• **Given request 1**: Summarize the passage on Clojure in two sentences.

• **Article**:

Clojure joins the flexibility and agility of Lisp with the reach, stability, and performance of Java. Combine Clojure’s tools for maximum effectiveness as you work with immutable data, functional programming, and safe concurrency to write programs that solve real-world problems.

Start by reading and understanding Clojure syntax and see how Clojure is evaluated. From there, find out about the sequence abstraction, which combines immutable collections with functional programming to create truly reusable data transformation code. Clojure is a functional language; learn how to write programs in a functional style, and when and how to use recursion to your advantage. Discover Clojure’s unique approach to state and identity, techniques for polymorphism and open systems using multimethods and protocols, and how to leverage Clojure’s metaprogramming capabilities via macros. Finally, put all the pieces together in a real program.

New to this edition is coverage of Clojure’s spec library, one of the most interesting new features of Clojure for describing both data and functions. You can use Clojure spec to validate data, destructure data, explain invalid data, and generate large numbers of tests to verify the correctness of your code.

• **Dataset rows**:
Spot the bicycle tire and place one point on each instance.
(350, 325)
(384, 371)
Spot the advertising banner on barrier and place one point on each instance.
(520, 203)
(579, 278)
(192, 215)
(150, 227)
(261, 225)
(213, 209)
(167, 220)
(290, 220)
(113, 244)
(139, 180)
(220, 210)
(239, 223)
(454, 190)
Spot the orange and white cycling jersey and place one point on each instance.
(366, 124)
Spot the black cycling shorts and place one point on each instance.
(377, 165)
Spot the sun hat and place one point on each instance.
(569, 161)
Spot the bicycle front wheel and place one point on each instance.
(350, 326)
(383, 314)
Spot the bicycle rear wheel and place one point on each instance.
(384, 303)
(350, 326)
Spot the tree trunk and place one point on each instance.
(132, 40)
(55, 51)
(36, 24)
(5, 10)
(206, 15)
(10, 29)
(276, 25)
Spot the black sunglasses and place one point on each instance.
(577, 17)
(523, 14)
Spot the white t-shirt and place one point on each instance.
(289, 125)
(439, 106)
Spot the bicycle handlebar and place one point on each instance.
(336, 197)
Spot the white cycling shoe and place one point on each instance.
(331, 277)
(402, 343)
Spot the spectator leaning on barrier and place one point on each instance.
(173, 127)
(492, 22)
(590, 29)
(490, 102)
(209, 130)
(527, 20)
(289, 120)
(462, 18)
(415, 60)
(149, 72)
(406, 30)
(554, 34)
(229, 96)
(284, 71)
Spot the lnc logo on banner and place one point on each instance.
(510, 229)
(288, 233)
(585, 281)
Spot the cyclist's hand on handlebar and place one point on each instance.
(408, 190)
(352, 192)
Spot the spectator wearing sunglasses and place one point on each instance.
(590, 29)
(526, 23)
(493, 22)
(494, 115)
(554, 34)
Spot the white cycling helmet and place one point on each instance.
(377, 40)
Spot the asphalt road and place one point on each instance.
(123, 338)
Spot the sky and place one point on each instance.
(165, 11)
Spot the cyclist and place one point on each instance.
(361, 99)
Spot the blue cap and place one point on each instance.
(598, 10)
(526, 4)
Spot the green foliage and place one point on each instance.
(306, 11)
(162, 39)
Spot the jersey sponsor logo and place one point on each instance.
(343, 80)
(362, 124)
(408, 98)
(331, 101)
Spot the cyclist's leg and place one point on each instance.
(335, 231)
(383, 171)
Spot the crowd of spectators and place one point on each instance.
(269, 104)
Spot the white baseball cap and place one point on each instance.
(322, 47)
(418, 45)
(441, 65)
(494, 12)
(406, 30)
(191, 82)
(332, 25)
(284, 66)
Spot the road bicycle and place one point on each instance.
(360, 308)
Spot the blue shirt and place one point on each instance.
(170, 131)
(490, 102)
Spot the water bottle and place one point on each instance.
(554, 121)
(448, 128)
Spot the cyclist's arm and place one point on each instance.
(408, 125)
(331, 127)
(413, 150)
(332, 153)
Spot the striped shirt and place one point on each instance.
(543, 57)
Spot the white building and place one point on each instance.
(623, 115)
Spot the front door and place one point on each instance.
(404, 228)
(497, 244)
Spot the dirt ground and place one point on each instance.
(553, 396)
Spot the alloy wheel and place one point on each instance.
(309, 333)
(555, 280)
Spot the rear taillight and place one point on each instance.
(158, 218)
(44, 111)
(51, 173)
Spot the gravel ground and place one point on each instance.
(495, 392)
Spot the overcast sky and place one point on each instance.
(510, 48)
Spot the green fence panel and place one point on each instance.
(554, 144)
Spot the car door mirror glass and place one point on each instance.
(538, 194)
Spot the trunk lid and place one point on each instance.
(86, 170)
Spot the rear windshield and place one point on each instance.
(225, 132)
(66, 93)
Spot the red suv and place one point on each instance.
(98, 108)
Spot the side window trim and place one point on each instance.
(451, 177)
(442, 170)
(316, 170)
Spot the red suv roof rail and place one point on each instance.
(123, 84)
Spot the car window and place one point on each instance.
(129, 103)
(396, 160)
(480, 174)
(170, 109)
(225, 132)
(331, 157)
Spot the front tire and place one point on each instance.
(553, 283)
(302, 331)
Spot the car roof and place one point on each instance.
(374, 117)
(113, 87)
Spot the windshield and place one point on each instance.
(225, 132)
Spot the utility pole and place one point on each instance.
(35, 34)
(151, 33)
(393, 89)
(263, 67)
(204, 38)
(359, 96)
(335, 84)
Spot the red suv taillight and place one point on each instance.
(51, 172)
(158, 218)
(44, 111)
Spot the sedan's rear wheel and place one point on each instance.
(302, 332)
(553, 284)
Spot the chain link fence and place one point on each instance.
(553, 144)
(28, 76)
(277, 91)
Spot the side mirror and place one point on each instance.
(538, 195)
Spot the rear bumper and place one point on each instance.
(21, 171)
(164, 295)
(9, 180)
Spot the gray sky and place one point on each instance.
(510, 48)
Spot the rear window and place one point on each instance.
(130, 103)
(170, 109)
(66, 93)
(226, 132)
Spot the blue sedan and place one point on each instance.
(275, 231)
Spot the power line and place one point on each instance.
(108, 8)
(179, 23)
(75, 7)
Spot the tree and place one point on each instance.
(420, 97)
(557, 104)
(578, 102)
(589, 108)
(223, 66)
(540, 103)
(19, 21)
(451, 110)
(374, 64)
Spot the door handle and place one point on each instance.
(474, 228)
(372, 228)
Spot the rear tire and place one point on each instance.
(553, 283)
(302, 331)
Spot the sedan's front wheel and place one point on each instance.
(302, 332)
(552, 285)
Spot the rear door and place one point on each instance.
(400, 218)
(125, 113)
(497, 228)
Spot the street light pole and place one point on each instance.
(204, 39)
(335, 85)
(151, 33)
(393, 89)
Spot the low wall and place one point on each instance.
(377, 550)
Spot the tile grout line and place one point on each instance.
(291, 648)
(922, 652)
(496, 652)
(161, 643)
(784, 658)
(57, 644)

• **Given request 2**: Express the records from the line with "Spot the car roof" through the end of the records as a two-column CSV with the columns request and points. Give one row per request, with its text and all its points each in a single quoted field and line breaks replaced by spaces.

• **Correct result 1**: Clojure combines the flexibility and agility of Lisp with the reach, stability, and performance of Java. The passage moves from syntax and evaluation through the sequence abstraction, functional style and recursion, state and identity, multimethods and protocols, and macros to a real program, and it notes new coverage of the spec library, which can validate, destructure, and explain data and generate tests to verify code.

• **Correct result 2**:
request,points
"Spot the car roof and place one point on each instance.","(374, 117) (113, 87)"
"Spot the windshield and place one point on each instance.","(225, 132)"
"Spot the utility pole and place one point on each instance.","(35, 34) (151, 33) (393, 89) (263, 67) (204, 38) (359, 96) (335, 84)"
"Spot the red suv taillight and place one point on each instance.","(51, 172) (158, 218) (44, 111)"
"Spot the sedan's rear wheel and place one point on each instance.","(302, 332) (553, 284)"
"Spot the chain link fence and place one point on each instance.","(553, 144) (28, 76) (277, 91)"
"Spot the side mirror and place one point on each instance.","(538, 195)"
"Spot the rear bumper and place one point on each instance.","(21, 171) (164, 295) (9, 180)"
"Spot the gray sky and place one point on each instance.","(510, 48)"
"Spot the rear window and place one point on each instance.","(130, 103) (170, 109) (66, 93) (226, 132)"
"Spot the blue sedan and place one point on each instance.","(275, 231)"
"Spot the power line and place one point on each instance.","(108, 8) (179, 23) (75, 7)"
"Spot the tree and place one point on each instance.","(420, 97) (557, 104) (578, 102) (589, 108) (223, 66) (540, 103) (19, 21) (451, 110) (374, 64)"
"Spot the door handle and place one point on each instance.","(474, 228) (372, 228)"
"Spot the rear tire and place one point on each instance.","(553, 283) (302, 331)"
"Spot the sedan's front wheel and place one point on each instance.","(302, 332) (552, 285)"
"Spot the rear door and place one point on each instance.","(400, 218) (125, 113) (497, 228)"
"Spot the street light pole and place one point on each instance.","(204, 39) (335, 85) (151, 33) (393, 89)"
"Spot the low wall and place one point on each instance.","(377, 550)"
"Spot the tile grout line and place one point on each instance.","(291, 648) (922, 652) (496, 652) (161, 643) (784, 658) (57, 644)"